• [Opdracht]: Hoeveel van de regels hieronder bevatten het woord "white"? Tel hoofdlettergevoelig en geef alleen het aantal.

• [Opgeslagen regels]:
* * * * *

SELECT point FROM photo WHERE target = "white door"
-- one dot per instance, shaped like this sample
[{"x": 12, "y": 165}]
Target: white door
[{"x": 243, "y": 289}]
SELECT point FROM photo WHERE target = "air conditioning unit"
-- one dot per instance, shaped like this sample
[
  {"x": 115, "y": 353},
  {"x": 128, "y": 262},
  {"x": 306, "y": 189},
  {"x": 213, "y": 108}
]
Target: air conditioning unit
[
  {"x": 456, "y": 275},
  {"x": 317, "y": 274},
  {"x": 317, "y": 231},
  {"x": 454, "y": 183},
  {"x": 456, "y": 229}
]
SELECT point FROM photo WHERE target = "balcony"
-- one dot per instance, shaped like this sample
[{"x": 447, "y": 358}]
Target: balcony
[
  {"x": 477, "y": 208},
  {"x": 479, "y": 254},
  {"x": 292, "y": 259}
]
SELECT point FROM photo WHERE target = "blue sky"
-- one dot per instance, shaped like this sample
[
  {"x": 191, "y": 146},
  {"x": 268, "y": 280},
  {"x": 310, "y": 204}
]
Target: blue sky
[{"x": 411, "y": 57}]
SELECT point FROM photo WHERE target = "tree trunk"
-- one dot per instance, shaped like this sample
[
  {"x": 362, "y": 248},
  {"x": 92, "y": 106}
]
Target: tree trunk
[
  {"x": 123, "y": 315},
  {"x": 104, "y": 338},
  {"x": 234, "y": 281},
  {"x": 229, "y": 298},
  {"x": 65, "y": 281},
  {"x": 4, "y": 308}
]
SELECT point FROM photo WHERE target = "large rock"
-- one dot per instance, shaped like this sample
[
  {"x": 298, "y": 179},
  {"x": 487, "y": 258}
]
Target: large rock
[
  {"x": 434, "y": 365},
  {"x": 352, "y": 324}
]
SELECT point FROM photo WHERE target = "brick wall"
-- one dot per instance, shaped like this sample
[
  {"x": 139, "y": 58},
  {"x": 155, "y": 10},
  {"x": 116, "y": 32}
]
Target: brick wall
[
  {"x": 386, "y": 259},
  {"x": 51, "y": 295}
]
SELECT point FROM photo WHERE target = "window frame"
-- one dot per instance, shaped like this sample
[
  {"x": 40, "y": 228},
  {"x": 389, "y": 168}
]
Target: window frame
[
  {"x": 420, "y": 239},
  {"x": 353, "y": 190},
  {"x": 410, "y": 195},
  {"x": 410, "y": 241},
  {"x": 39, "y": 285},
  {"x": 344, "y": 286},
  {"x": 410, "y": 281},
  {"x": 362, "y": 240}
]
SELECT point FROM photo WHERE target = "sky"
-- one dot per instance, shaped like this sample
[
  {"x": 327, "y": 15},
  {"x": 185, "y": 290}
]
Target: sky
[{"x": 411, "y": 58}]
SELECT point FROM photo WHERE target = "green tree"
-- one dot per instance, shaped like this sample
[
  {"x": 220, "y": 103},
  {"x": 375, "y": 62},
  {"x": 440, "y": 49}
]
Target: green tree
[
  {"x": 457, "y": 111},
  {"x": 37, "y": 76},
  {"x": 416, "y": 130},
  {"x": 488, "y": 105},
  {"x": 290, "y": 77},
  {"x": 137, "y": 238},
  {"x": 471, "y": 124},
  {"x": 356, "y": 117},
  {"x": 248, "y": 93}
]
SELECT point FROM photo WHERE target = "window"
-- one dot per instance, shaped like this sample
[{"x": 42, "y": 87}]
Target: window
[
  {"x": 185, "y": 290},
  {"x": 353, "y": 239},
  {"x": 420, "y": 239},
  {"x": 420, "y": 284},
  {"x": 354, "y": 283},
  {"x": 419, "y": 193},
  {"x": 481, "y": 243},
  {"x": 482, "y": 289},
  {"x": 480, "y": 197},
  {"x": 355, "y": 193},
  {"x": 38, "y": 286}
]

* * * * *

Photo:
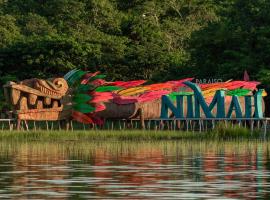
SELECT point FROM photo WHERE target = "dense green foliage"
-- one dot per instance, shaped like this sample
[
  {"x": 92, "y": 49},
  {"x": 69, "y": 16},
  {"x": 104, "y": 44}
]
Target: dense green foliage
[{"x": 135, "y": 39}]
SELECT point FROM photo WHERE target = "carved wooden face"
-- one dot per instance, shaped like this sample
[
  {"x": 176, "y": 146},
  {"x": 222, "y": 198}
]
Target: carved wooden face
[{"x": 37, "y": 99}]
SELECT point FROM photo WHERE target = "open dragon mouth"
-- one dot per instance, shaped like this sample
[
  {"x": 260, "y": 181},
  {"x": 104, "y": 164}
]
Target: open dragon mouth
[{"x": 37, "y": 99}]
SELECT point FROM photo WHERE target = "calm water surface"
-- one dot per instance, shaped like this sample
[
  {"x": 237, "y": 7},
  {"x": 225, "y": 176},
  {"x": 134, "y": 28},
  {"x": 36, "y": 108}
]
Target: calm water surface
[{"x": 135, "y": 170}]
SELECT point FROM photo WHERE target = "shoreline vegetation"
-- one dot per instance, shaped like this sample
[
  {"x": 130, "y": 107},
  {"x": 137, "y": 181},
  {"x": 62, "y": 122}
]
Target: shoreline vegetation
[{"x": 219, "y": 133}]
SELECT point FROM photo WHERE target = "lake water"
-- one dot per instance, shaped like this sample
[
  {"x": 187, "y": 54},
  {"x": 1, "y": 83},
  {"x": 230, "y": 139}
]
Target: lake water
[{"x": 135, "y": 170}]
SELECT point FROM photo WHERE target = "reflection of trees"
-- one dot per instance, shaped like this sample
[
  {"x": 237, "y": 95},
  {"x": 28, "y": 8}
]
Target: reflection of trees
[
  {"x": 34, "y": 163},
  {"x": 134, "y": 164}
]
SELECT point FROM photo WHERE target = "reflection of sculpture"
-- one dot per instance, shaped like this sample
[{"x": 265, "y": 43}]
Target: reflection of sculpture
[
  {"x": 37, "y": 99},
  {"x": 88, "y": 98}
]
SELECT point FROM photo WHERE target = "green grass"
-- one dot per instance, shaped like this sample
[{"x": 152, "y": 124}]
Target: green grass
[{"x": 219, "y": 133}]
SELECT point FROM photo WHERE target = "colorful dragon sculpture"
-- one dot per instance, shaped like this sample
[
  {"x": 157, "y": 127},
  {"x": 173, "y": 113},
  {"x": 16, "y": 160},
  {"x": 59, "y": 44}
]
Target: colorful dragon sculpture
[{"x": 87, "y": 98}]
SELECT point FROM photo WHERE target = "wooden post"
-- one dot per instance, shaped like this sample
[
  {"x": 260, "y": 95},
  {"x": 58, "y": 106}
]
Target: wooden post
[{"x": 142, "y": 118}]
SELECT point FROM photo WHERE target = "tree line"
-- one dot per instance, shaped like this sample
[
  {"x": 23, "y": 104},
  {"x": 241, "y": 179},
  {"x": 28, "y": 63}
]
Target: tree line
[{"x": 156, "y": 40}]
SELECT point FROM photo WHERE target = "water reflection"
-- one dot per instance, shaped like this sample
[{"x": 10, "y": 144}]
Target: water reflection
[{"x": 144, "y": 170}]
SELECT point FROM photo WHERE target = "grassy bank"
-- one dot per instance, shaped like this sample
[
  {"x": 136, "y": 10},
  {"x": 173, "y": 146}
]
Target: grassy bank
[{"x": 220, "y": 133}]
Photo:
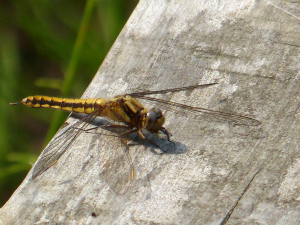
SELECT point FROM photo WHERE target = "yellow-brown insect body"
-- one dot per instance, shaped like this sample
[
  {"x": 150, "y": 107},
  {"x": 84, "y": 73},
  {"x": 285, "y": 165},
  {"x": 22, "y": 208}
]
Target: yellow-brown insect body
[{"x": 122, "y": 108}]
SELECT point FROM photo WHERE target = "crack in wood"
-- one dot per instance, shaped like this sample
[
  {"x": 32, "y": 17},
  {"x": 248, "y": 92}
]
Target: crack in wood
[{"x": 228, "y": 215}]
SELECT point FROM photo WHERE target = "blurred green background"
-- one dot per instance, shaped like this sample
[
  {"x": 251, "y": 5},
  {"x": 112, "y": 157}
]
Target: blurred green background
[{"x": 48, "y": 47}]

* * * * *

• [Schriftelijk antwoord]: 2